── Task inputs

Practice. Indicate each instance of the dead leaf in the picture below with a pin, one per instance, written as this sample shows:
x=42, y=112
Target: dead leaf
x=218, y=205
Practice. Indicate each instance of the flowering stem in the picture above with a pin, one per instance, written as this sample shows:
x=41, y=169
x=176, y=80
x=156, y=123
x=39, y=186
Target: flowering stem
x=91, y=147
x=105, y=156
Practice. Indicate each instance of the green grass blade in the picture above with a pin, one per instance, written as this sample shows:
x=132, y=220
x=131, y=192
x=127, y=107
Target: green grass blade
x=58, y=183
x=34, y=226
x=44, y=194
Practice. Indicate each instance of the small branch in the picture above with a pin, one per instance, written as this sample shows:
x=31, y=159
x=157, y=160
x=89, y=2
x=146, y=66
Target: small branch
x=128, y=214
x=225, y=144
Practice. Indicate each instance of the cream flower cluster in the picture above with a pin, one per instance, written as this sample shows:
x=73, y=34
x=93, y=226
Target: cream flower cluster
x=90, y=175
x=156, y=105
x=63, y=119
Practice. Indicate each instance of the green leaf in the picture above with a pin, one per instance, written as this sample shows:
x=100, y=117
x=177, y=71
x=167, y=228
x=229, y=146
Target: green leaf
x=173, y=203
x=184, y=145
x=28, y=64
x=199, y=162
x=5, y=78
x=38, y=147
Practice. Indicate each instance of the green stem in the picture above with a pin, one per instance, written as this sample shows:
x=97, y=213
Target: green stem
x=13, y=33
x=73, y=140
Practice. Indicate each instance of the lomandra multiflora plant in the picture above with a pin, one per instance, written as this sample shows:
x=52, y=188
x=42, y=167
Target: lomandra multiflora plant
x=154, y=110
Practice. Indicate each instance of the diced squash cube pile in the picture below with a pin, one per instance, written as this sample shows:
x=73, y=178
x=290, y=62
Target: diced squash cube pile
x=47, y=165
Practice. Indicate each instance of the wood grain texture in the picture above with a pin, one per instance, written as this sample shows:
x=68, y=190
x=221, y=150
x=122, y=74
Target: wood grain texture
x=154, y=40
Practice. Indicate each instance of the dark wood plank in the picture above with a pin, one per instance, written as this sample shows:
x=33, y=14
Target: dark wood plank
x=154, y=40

────

Reproduce the lines of the records, word for word, from the line containing "Practice. Indicate each instance of the green leaf" through the line containing "x=73, y=140", including both of those lines.

Practice. Indicate each instance of the green leaf in the picture above with a pin, one per instance, written as this sample shows:
x=100, y=117
x=177, y=71
x=167, y=228
x=229, y=146
Target: green leaf
x=173, y=203
x=184, y=145
x=28, y=64
x=199, y=162
x=5, y=78
x=38, y=147
Practice. Indicate each instance of the green stem in the picture above with a pin, one per instance, written as this sample shows:
x=97, y=213
Target: green stem
x=13, y=33
x=73, y=140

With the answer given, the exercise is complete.